== Passage for review

If you’re anything like us, you’ll be savouring this first taste of freedom after what felt like an eternity of being house-bound; enjoying the trips that are just a little bit further out, and making the most of the spaces we have missed so dearly. 

We believe that lockdown, for many of us, has instilled within us a newly-found appreciation for some of the venues and spaces we regularly visited before the pandemic; stopping to take in our surroundings and appreciating what they mean not only to ourselves, but everyone around us that we share them with. 

One of the ways we can do this is by discovering what our much-loved Leeds venues were before they were just that! And so, here we have given you a guided tour to learn the history of Leeds’ buildings, discovering their former purposes. 

We can’t think of a better way to do this tour than to do it by bus; using First bus’ aptly named ‘Taste of Freedom’ ticket, which lets you and 4 others enjoy unlimited travel across Leeds for the whole day, you can spend the weekend discovering Leeds’ past with your family and friends. Check out the First Taste of Freedom ticket here

(We’d recommend sitting on the top deck to get the full view of all of Leeds’ beautiful buildings whilst you’re at it!) 

So without further ado, let the tour commence!

Old Red Bus Station 

Unlike many repurposed buildings, The Old Red Bus Station pays homage in its name to its former life as… you guessed it, the old Leeds Central Bus Station. This original bus station was opened in August 1938 on Vicar Lane; built at the same time and in the same distinguishable style as the Quarry Hill flats, creating what would soon become a back-drop for the opening credits of the Yorkshire TV sitcom, ‘Queenie’s Castle’. 

In 1990, Leeds Central Bus Station was closed, and the buses of Leeds were re-homed to the newer and larger bus station on York Street, leaving the original building on Vicar Lane unused, and a whole lot quieter. That is until 2016, when the latest cultural food and drink venue, The Old Red Bus Station, decided to set-up shop in the building, ready to begin a whole new journey of its own. 

The bar, music venue and vegan eatery that is the Old Red Bus Station, was created by ‘Champion Up North’, a Leeds based creative agency, magazine and event promoter. The team at Champion Up North saw huge potential in the building and chose it as their venue of choice for creating a thriving hub to showcase Leeds’ culture and creativity.

====
== Extracted data

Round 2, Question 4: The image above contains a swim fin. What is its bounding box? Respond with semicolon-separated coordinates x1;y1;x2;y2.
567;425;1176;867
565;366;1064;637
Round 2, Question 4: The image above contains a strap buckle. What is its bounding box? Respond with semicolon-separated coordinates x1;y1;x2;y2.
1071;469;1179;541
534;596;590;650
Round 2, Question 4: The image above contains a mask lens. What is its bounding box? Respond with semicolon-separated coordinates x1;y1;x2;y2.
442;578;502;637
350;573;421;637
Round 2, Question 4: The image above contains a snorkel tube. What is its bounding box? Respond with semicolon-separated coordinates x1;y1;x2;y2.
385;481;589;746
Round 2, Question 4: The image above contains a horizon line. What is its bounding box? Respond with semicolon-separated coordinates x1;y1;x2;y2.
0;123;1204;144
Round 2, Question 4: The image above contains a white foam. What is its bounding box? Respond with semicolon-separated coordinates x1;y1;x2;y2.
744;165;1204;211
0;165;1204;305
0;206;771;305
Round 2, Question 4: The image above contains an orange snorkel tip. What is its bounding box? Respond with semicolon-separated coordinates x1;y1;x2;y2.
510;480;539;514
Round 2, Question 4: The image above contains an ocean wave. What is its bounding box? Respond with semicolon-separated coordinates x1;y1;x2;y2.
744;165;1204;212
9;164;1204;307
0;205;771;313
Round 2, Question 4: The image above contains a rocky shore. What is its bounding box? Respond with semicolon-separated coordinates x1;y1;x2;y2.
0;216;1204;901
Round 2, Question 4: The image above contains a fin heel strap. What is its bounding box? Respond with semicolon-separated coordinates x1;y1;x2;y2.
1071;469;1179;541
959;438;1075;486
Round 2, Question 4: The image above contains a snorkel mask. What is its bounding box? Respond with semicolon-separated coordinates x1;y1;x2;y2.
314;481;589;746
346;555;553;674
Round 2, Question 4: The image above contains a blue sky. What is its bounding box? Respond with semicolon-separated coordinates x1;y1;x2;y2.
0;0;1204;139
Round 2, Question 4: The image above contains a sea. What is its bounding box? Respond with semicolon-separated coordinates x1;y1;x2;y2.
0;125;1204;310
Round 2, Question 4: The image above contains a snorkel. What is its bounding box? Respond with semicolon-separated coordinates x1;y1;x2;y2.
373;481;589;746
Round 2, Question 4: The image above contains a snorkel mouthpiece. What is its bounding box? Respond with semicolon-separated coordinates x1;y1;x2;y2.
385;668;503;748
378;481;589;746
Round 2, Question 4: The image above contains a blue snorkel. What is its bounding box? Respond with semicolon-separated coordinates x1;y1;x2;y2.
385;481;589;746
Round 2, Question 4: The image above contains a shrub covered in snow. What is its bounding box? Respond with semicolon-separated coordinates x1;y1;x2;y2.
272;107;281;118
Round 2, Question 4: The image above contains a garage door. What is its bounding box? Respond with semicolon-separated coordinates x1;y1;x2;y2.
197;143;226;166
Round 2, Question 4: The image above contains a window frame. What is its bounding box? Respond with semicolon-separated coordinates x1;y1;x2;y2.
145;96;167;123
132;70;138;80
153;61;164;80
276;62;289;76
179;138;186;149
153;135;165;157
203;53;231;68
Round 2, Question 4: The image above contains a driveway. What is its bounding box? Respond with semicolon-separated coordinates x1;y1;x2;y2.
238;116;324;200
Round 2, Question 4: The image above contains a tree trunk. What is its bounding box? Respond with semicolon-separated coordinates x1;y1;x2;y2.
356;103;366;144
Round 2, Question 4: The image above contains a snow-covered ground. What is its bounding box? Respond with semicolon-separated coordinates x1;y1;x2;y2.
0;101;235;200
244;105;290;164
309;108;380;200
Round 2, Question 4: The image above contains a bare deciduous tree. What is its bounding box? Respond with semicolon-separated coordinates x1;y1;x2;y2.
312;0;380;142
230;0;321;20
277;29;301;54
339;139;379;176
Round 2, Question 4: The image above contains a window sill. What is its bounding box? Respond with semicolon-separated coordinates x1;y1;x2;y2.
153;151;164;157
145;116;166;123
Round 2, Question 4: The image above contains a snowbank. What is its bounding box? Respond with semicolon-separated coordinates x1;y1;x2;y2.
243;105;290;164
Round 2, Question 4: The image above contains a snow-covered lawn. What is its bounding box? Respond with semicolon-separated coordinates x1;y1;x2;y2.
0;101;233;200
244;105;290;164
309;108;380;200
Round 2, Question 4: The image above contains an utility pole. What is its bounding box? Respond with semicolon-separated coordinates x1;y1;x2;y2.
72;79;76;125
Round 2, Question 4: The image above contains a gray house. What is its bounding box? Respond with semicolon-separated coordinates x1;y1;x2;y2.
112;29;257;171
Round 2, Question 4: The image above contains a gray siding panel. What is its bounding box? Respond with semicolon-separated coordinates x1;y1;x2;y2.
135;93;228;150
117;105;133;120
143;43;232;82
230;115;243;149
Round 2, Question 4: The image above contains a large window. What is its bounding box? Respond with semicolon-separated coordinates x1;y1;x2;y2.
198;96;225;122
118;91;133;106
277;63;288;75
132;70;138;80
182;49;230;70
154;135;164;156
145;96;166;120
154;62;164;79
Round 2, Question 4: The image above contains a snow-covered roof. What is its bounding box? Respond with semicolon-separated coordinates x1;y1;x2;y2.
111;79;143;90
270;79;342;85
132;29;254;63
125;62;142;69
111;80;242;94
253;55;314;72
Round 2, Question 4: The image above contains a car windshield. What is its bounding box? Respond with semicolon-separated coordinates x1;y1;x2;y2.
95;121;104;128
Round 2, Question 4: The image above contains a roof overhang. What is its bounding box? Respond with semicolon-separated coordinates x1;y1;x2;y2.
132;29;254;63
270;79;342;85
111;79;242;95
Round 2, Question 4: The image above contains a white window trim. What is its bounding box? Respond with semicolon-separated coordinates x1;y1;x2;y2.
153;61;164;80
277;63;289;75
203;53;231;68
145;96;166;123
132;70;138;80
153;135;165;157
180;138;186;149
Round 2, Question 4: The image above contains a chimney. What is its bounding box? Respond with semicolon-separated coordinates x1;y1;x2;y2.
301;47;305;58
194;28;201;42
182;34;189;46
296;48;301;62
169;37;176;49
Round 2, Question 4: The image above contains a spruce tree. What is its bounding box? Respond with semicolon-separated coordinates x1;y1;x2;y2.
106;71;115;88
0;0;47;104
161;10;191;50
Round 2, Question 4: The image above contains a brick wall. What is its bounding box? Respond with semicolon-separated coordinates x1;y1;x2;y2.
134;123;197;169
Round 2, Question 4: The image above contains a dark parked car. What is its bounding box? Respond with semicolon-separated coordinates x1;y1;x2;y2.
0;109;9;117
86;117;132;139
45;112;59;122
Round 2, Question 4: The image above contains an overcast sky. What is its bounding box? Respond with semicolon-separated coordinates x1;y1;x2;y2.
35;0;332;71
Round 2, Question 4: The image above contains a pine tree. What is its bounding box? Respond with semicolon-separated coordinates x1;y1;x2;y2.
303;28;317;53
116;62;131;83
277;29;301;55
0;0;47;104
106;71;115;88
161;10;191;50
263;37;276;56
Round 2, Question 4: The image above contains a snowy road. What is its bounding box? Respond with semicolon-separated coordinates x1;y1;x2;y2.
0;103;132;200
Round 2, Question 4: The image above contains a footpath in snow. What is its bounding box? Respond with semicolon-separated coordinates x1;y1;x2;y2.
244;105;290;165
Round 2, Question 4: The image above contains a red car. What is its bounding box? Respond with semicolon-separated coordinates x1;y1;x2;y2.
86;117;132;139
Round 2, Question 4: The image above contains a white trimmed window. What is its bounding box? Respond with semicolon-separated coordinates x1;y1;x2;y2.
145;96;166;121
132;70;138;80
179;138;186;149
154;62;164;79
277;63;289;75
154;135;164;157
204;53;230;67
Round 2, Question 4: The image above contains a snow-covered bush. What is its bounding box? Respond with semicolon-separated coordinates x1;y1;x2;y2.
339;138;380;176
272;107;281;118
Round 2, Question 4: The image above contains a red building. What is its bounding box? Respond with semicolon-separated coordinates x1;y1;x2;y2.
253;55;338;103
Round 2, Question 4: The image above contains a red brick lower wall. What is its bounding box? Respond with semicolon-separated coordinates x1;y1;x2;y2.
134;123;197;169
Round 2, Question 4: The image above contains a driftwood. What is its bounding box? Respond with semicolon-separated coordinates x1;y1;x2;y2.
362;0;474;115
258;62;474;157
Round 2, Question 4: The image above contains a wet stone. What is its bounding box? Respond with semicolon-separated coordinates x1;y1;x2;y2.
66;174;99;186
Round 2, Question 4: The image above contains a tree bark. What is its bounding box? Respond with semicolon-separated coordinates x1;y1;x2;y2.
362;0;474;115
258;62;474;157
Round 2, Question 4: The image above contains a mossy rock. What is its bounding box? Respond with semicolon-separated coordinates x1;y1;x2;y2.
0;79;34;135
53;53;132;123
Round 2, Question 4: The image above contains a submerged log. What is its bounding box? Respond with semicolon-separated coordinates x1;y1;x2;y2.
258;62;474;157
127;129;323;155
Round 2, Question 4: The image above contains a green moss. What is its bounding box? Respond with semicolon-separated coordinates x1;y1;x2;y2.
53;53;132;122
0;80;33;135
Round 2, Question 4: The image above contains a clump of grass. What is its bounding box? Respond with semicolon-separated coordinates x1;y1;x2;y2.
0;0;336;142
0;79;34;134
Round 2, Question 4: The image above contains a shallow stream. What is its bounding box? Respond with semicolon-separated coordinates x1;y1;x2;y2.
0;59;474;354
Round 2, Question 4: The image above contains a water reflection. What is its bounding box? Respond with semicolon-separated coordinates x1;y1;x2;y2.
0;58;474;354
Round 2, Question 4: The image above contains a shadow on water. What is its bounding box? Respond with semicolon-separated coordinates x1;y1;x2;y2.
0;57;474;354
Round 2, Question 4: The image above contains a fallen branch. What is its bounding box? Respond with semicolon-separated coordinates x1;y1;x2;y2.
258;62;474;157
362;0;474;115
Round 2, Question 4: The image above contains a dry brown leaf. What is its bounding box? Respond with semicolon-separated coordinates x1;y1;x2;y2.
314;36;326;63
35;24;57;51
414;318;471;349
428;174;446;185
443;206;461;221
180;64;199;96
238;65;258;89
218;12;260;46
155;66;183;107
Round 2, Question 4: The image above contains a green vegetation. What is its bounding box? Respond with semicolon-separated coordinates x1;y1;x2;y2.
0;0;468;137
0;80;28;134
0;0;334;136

====

* **Task statement**
Using the piece on the history of Leeds buildings above, answer:
1. How many other people can travel with you on the Taste of Freedom ticket?
2. In what month and year did the original bus station on Vicar Lane open?
3. Who created the Old Red Bus Station?

* **Finished exercise**
1. Four.
2. August 1938.
3. Champion Up North, a Leeds-based creative agency, magazine and event promoter.